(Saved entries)
════════════════

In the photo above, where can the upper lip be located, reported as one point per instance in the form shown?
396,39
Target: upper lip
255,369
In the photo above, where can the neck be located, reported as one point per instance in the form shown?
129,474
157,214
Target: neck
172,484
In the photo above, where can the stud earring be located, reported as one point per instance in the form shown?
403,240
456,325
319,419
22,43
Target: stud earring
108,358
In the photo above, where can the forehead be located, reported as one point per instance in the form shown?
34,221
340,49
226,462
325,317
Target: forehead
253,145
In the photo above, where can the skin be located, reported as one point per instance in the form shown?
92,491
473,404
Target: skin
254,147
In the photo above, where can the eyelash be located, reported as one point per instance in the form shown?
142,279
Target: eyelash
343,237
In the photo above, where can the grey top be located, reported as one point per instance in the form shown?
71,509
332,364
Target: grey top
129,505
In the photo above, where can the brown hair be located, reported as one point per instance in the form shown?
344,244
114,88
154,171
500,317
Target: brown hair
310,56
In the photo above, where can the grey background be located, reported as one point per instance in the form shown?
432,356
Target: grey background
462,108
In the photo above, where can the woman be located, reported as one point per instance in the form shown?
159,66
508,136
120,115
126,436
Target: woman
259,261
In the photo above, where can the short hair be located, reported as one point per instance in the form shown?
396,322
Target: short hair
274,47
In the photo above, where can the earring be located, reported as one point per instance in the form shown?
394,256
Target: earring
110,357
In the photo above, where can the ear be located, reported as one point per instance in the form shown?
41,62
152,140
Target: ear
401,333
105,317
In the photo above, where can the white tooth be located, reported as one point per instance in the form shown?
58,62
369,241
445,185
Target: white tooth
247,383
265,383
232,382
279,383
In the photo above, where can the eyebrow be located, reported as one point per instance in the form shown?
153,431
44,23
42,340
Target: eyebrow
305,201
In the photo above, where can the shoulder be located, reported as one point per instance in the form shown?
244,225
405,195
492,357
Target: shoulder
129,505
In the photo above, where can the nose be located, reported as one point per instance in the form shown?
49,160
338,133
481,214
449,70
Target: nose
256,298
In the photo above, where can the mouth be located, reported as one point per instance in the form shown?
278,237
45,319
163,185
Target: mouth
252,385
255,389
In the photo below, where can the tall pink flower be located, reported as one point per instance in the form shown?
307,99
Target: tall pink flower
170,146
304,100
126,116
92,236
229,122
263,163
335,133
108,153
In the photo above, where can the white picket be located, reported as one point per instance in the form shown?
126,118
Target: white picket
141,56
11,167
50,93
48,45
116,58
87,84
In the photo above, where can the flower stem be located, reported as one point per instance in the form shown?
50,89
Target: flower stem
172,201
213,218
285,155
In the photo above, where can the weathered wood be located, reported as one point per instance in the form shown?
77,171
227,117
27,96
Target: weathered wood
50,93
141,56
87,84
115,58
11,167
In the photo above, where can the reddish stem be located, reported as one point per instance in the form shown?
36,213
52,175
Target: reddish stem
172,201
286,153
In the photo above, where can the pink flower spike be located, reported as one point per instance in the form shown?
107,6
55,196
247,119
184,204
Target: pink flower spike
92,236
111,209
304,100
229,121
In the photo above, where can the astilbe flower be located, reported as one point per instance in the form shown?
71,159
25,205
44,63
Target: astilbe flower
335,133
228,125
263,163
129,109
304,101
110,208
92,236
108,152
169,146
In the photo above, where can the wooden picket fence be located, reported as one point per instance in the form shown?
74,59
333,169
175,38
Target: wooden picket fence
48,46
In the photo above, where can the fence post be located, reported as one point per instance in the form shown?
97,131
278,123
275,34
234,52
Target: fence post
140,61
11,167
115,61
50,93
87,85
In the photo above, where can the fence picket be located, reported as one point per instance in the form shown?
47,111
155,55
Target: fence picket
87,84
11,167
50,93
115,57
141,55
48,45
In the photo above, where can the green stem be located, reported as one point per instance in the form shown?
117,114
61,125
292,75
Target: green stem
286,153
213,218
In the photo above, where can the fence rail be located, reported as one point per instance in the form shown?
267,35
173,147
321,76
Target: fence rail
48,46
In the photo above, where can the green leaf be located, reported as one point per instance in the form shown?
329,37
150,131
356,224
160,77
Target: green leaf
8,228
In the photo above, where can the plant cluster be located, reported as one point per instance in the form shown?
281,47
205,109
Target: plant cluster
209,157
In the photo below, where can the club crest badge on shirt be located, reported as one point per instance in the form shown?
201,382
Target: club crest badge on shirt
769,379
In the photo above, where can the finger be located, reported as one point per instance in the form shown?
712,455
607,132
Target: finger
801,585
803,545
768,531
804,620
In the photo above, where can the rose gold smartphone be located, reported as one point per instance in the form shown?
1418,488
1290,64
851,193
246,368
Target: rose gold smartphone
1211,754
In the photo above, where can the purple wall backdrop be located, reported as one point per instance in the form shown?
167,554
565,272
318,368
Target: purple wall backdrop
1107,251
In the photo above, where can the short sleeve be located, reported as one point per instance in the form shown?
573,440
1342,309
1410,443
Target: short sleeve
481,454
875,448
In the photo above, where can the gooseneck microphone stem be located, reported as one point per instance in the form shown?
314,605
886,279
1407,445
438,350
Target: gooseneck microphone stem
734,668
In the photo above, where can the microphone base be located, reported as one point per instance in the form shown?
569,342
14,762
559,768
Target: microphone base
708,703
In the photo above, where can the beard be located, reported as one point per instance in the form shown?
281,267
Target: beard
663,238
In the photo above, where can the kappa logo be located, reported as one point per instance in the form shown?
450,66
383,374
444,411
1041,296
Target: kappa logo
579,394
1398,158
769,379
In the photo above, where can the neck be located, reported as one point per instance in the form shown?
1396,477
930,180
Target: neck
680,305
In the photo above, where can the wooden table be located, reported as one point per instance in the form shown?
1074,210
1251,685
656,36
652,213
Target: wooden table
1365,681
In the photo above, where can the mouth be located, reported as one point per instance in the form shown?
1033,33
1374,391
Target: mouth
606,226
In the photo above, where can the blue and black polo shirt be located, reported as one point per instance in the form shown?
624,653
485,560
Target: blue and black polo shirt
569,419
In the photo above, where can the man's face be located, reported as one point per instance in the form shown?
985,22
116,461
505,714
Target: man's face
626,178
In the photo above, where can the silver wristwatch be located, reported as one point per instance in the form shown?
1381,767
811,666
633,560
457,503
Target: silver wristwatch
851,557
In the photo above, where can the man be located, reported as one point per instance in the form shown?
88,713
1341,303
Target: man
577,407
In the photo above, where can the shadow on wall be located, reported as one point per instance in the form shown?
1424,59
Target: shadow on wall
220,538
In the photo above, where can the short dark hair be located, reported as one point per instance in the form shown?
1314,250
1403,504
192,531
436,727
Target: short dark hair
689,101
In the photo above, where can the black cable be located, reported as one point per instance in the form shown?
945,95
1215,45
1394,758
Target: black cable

════════════════

» **THE PROBLEM**: Retype, exactly and only, the lines running from the one with "In the photo above, where can the microphone" through the final line of the listing above.

» **EXPECTED OUTPUT**:
In the photo above, where can the microphone base be located, reported as one point per instance in the form shown?
569,342
14,762
559,768
Target: microphone base
708,703
In the photo above, where can the beard be located, reported as one point per instance in the form shown?
281,267
Target: beard
663,238
In the photo above, where can the kappa logo be located, reported as one point per instance in the form shown?
450,66
383,374
444,411
1041,296
Target: kappa logo
579,394
1398,158
769,379
In the photo above, where can the neck be located, reported as one point per instance in the form shown?
1396,477
930,180
Target: neck
680,305
In the photo above, where can the wooden table be located, reported as one point per instance in the form shown?
1074,210
1251,685
656,36
652,213
Target: wooden table
1365,681
In the photo above, where can the mouth be located, reported as one point per instance in the form shown?
1033,33
1374,391
Target: mouth
606,226
In the photo above, where can the blue and black polo shirt be located, reported as one point per instance in the form shown?
624,653
485,560
Target: blue and black polo shirt
569,419
In the photo above, where can the man's face be located, reported as one point per instance in the form shown?
985,22
116,461
505,714
Target: man's face
626,178
In the photo above, where can the silver wristwatch be located, reported as one point per instance in the form shown?
1381,767
811,666
633,560
457,503
Target: silver wristwatch
851,557
In the photo above, where can the man be located, reported as one point per instance in the form shown?
88,713
1341,303
Target: man
577,407
In the photo above, where can the shadow on wall be located, reported as one point per instance in the form shown?
1424,59
Target: shadow on wall
220,538
In the photo above, where can the short dark hair be located, reported as one point per instance in the form shown?
1314,250
1403,504
192,531
436,727
Target: short dark hair
689,101
In the photo above, where can the black cable be located, reported as one point per instance in the form shown?
945,95
1215,45
1394,758
Target: black cable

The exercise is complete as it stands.